─── Fuente

Nuestro acercamiento al abanico de posibilidades que abre la inteligencia artificial se parece mucho a cuando, en los primeros días de verano, nos atrevemos poco a poco en el bordillo de la piscina.

Primero, desconfiados, metemos el dedito del pie para ver cuán fría está el agua. Después, al ver que no es para tanto, nos atrevemos con el pie entero y antes de darnos cuenta, armados de valor (o de ego), nos estamos lanzando de cabeza a ese lugar que hasta hacía cinco minutos nos parecía completamente temible.

Podría decirse que este ha sido el proceder de la cadena norteamericana NBC, al decidir clonar la voz del ya legendario comentarista deportivo Al Michaels para generar mediante IA un reporte diario personalizado para el oyente durante los Juegos Olímpicos de París: probar las aguas y tirarse de cabeza en una zona en la que aún se hace pie.

El locutor estadounidense Al Michaels, en una imagen de archivo.

El locutor estadounidense Al Michaels, en una imagen de archivo. NBC

Lo curioso es que todas las justificaciones empresariales parten de una misma premisa: queremos proporcionar la mejor experiencia para el cliente, ofrecerle lo mejorcito dentro de nuestras posibilidades.

──────
─── Líneas de datos

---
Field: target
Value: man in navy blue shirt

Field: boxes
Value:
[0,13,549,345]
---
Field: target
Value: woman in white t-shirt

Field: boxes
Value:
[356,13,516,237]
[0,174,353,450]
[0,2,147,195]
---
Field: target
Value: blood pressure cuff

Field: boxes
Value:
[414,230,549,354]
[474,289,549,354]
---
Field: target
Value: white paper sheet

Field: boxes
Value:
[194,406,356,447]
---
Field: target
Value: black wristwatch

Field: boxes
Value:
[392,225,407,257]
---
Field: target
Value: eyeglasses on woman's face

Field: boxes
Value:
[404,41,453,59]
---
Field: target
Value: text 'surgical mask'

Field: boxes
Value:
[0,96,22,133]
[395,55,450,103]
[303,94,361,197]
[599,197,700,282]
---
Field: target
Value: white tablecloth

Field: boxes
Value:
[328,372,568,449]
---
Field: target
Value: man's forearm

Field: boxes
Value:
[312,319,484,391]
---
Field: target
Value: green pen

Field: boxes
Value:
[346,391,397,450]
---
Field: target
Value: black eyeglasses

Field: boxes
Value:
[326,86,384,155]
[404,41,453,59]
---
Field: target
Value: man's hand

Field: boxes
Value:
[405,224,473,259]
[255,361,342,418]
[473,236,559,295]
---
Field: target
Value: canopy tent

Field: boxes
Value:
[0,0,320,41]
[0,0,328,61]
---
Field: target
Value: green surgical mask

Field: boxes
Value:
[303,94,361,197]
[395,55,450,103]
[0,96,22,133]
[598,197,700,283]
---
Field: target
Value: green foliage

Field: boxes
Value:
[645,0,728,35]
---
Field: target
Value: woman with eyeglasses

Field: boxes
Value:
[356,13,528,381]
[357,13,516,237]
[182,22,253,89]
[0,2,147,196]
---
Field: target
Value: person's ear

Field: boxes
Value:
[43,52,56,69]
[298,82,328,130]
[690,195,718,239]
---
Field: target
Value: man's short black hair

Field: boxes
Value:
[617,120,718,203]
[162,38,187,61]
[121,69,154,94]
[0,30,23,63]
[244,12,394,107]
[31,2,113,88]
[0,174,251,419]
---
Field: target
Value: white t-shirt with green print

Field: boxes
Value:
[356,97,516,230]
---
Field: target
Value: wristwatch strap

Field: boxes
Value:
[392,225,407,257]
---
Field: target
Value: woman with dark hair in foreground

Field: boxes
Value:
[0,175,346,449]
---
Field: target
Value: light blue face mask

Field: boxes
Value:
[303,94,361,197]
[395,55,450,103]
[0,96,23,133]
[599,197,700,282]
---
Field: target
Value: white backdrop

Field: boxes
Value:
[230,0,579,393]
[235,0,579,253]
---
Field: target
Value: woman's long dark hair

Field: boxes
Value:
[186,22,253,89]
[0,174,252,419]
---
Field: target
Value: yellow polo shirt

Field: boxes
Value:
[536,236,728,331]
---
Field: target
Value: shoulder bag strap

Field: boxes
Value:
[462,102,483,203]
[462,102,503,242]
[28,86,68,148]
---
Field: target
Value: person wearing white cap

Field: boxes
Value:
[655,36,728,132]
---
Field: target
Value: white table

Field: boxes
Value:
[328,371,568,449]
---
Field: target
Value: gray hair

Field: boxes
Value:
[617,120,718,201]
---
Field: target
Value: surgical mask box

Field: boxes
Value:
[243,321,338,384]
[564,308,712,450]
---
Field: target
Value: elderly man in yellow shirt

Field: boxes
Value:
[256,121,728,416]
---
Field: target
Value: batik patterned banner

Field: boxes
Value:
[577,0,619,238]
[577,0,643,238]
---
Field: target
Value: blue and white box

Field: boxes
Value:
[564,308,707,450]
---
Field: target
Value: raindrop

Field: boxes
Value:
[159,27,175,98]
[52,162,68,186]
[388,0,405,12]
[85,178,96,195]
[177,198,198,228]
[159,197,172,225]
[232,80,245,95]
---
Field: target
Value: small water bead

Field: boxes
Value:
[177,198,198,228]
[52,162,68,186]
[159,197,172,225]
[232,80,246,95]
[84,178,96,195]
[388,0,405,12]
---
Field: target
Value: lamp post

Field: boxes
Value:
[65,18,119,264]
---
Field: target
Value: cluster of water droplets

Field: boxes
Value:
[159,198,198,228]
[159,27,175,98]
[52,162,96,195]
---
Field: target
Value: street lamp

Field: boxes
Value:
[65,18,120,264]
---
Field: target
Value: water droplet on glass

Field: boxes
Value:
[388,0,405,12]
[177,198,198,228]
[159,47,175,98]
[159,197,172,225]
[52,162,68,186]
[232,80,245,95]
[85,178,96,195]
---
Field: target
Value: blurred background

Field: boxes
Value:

──────

Lo que se pide. Vuelve a escribir completo el artículo sobre la voz clonada de Al Michaels, sin cambiar ni una letra.

Resultado de la tarea.
Nuestro acercamiento al abanico de posibilidades que abre la inteligencia artificial se parece mucho a cuando, en los primeros días de verano, nos atrevemos poco a poco en el bordillo de la piscina.

Primero, desconfiados, metemos el dedito del pie para ver cuán fría está el agua. Después, al ver que no es para tanto, nos atrevemos con el pie entero y antes de darnos cuenta, armados de valor (o de ego), nos estamos lanzando de cabeza a ese lugar que hasta hacía cinco minutos nos parecía completamente temible.

Podría decirse que este ha sido el proceder de la cadena norteamericana NBC, al decidir clonar la voz del ya legendario comentarista deportivo Al Michaels para generar mediante IA un reporte diario personalizado para el oyente durante los Juegos Olímpicos de París: probar las aguas y tirarse de cabeza en una zona en la que aún se hace pie.

El locutor estadounidense Al Michaels, en una imagen de archivo.

El locutor estadounidense Al Michaels, en una imagen de archivo. NBC

Lo curioso es que todas las justificaciones empresariales parten de una misma premisa: queremos proporcionar la mejor experiencia para el cliente, ofrecerle lo mejorcito dentro de nuestras posibilidades.